§ INPUT MATERIAL
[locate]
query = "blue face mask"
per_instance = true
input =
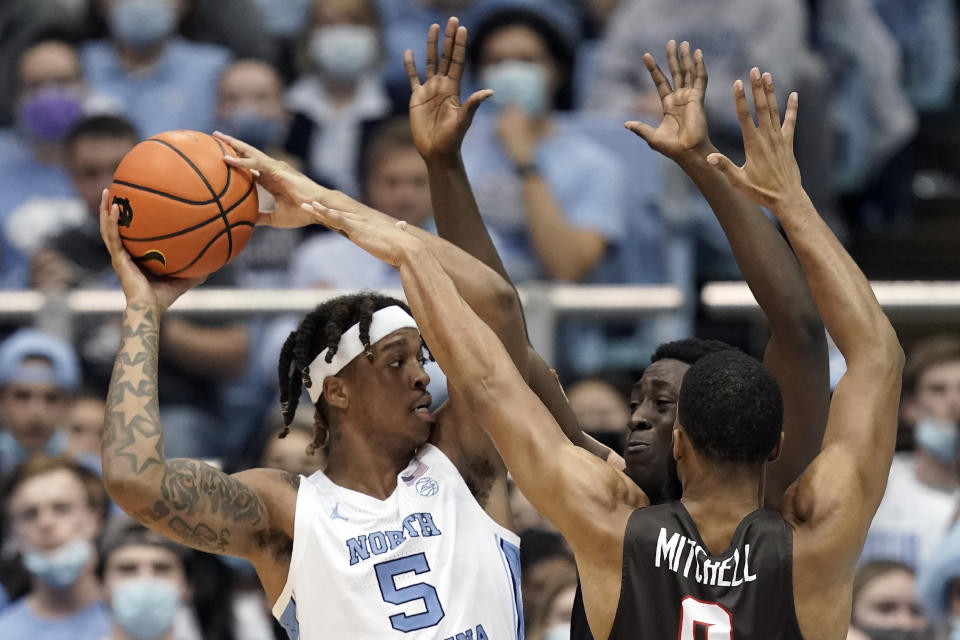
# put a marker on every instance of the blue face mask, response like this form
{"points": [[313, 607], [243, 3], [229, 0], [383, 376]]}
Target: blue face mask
{"points": [[61, 568], [519, 83], [50, 114], [344, 51], [557, 632], [141, 23], [254, 129], [939, 438], [145, 607]]}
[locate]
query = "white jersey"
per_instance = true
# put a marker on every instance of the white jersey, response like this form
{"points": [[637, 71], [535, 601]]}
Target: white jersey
{"points": [[427, 562]]}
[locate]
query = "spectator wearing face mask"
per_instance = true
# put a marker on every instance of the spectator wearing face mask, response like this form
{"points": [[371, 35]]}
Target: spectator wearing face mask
{"points": [[161, 80], [601, 410], [145, 584], [395, 181], [339, 90], [38, 374], [938, 587], [406, 21], [885, 603], [923, 489], [555, 197], [55, 509], [51, 98]]}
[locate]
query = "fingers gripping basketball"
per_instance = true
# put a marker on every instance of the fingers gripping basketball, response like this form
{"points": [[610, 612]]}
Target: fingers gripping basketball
{"points": [[183, 211]]}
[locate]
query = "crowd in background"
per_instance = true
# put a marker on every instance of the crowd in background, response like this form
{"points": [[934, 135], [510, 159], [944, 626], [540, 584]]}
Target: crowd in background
{"points": [[321, 85]]}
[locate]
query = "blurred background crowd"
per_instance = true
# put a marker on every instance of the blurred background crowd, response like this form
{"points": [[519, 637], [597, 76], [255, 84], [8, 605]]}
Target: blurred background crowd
{"points": [[321, 84]]}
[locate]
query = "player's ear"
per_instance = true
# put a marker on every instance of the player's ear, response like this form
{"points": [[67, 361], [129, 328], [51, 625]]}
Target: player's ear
{"points": [[776, 449], [335, 392]]}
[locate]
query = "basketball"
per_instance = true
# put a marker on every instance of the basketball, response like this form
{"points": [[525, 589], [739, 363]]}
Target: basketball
{"points": [[183, 211]]}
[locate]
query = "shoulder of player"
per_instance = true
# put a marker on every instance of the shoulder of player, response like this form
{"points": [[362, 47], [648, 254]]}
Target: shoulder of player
{"points": [[269, 481]]}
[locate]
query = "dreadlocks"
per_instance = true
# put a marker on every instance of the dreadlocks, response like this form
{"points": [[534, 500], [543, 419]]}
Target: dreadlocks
{"points": [[322, 329]]}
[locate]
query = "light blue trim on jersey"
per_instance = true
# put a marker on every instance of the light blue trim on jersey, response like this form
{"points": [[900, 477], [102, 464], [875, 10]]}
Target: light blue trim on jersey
{"points": [[510, 553], [289, 620]]}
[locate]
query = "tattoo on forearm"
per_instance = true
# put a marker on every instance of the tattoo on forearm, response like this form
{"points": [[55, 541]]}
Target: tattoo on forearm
{"points": [[200, 503], [200, 536]]}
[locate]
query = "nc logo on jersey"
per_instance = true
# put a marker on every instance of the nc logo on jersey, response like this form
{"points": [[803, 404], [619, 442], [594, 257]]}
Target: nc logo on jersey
{"points": [[427, 486]]}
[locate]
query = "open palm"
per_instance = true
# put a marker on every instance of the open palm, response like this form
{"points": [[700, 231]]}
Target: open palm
{"points": [[438, 120], [684, 125]]}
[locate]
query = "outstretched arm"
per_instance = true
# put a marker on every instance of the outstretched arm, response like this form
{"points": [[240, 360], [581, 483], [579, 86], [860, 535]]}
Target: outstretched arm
{"points": [[587, 500], [439, 122], [797, 351], [185, 500], [861, 427]]}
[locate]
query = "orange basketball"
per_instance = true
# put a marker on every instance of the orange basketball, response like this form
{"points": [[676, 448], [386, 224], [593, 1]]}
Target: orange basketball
{"points": [[183, 211]]}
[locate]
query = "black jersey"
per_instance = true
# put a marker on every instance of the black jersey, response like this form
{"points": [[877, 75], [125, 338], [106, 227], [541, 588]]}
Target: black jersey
{"points": [[674, 588]]}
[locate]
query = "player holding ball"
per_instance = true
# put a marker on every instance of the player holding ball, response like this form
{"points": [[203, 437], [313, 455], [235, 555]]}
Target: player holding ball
{"points": [[406, 532]]}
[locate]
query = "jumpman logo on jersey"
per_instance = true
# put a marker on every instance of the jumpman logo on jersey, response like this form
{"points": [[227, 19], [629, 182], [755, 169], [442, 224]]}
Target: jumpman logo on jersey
{"points": [[335, 514]]}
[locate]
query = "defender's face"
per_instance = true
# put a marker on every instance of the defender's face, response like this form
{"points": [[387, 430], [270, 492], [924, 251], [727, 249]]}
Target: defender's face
{"points": [[653, 411], [389, 396], [50, 510]]}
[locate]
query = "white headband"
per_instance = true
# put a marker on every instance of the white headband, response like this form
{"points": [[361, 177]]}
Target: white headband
{"points": [[385, 321]]}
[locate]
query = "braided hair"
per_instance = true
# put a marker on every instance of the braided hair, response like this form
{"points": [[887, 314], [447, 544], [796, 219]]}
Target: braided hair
{"points": [[322, 329]]}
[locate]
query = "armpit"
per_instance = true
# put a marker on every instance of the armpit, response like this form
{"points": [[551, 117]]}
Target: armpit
{"points": [[479, 474]]}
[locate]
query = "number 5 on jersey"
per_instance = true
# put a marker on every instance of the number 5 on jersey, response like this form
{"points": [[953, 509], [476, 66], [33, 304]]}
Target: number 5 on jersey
{"points": [[387, 573]]}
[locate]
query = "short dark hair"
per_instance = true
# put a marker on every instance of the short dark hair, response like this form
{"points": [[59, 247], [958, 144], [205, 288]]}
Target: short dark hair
{"points": [[321, 329], [557, 44], [731, 408], [387, 136], [101, 126], [689, 350]]}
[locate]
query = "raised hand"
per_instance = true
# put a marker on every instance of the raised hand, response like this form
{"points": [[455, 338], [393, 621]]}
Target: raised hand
{"points": [[376, 233], [770, 175], [288, 186], [138, 287], [683, 129], [438, 120]]}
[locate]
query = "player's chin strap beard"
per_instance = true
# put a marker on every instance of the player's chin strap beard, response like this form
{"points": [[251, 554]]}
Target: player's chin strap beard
{"points": [[384, 322]]}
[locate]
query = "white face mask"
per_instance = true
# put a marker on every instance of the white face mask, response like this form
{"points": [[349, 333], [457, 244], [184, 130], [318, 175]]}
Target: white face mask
{"points": [[519, 83], [344, 51]]}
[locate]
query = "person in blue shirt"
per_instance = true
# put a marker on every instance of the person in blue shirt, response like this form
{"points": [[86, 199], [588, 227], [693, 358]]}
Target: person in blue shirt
{"points": [[55, 509], [162, 80]]}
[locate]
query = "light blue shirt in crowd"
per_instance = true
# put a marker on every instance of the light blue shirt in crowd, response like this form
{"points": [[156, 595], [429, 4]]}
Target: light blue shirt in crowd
{"points": [[179, 93], [19, 621], [31, 191], [586, 179]]}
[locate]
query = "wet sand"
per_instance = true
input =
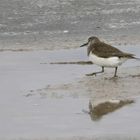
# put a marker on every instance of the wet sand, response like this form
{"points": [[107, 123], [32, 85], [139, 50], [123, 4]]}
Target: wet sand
{"points": [[40, 100]]}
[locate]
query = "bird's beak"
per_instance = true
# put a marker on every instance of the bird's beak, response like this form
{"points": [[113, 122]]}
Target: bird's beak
{"points": [[84, 44]]}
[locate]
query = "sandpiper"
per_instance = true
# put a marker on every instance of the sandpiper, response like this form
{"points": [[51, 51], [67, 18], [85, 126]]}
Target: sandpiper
{"points": [[105, 55]]}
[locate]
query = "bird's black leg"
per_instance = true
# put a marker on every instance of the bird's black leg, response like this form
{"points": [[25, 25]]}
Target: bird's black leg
{"points": [[115, 74], [94, 73]]}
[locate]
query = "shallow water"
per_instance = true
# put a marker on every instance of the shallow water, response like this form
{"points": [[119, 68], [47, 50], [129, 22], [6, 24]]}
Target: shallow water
{"points": [[40, 100]]}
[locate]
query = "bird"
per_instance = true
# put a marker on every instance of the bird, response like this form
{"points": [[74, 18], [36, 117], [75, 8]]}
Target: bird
{"points": [[105, 55]]}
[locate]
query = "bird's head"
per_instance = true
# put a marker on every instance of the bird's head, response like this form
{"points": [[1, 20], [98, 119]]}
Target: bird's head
{"points": [[91, 40]]}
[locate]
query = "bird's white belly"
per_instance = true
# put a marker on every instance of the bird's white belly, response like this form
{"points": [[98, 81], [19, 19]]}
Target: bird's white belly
{"points": [[106, 62]]}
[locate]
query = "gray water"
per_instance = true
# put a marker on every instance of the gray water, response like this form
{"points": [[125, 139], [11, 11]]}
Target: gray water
{"points": [[57, 24]]}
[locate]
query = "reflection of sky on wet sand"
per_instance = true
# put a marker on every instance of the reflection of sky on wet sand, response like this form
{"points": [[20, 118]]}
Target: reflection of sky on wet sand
{"points": [[42, 99]]}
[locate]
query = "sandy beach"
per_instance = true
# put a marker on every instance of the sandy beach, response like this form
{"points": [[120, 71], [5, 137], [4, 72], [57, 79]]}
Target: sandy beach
{"points": [[45, 93], [40, 100]]}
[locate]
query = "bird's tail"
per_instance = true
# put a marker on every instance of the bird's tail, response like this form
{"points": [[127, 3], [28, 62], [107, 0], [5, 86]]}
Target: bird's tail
{"points": [[136, 58]]}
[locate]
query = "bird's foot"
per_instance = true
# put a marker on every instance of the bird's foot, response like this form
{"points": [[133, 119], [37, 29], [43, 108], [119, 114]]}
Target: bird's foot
{"points": [[91, 74]]}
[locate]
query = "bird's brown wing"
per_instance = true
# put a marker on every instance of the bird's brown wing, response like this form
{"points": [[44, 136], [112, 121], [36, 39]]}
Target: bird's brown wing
{"points": [[104, 50]]}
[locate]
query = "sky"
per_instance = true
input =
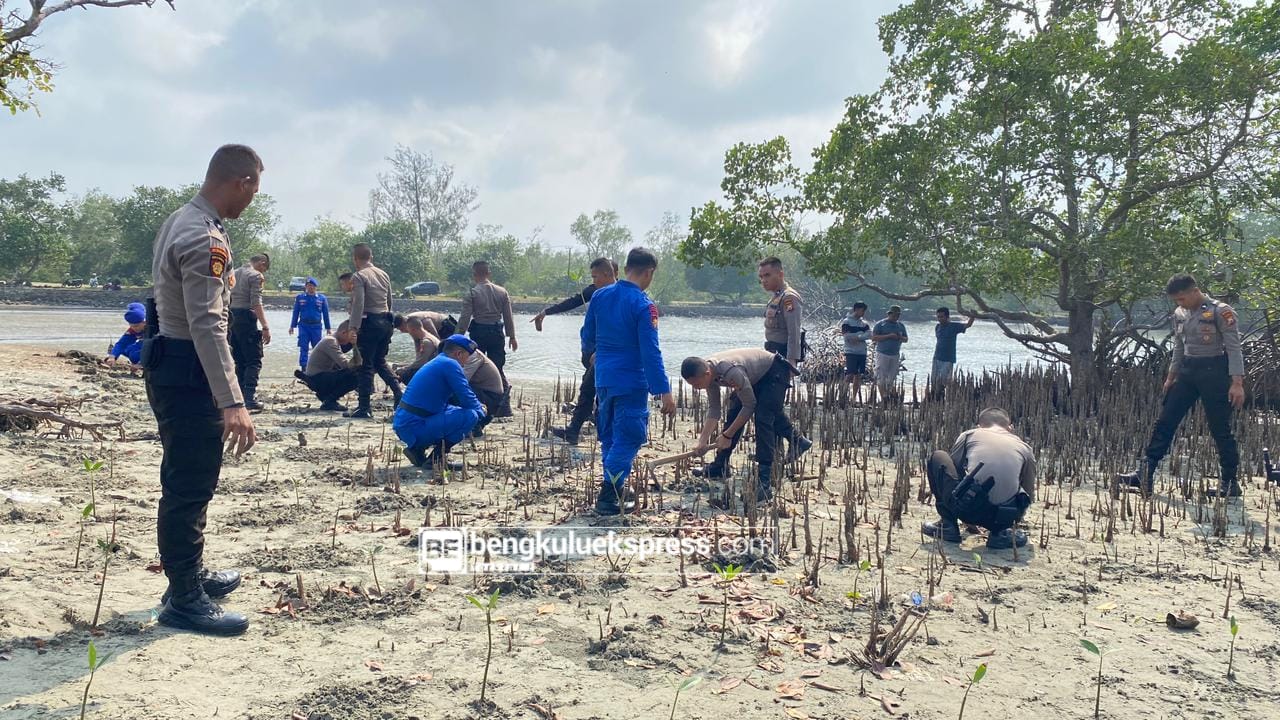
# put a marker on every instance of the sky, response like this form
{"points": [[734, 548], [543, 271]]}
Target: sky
{"points": [[549, 108]]}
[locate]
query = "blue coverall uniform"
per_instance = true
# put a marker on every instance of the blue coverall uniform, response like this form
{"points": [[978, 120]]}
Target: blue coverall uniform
{"points": [[425, 417], [129, 345], [309, 313], [622, 326]]}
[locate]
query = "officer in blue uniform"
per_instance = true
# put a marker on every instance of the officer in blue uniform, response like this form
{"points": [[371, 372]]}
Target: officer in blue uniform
{"points": [[425, 419], [131, 342], [622, 327], [310, 311]]}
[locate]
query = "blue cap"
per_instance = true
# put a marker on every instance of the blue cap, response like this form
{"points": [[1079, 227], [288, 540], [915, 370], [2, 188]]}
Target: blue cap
{"points": [[135, 313], [462, 341]]}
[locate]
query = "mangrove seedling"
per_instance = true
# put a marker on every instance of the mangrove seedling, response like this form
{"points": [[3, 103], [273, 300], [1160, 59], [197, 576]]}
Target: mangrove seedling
{"points": [[1230, 656], [684, 686], [1097, 697], [373, 563], [108, 548], [489, 605], [726, 574], [94, 664], [80, 541], [983, 570], [973, 680]]}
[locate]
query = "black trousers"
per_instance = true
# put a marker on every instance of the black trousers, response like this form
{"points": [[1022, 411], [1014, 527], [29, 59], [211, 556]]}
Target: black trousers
{"points": [[374, 341], [329, 387], [944, 479], [769, 417], [246, 342], [1206, 379], [585, 393], [191, 436], [493, 341]]}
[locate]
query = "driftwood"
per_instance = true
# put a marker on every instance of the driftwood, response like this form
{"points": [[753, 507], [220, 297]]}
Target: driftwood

§ AIM OF THE TASK
Recast the records above as a Markdown table with the columns "Row" and "Line", one row per line. Start at the first line of the records and stop after the line containing "Target: blue face mask", leaving out blank lines and any pictures.

§ RESULT
| Row | Line |
|---|---|
| 1 | [locate] |
| 2 | query = "blue face mask" |
| 3 | per_instance = true |
| 4 | input = |
| 5 | # put a marker on every instance of the blue face mask, response like this form |
| 6 | {"points": [[313, 607], [243, 3], [229, 0], [383, 376]]} |
| 7 | Target: blue face mask |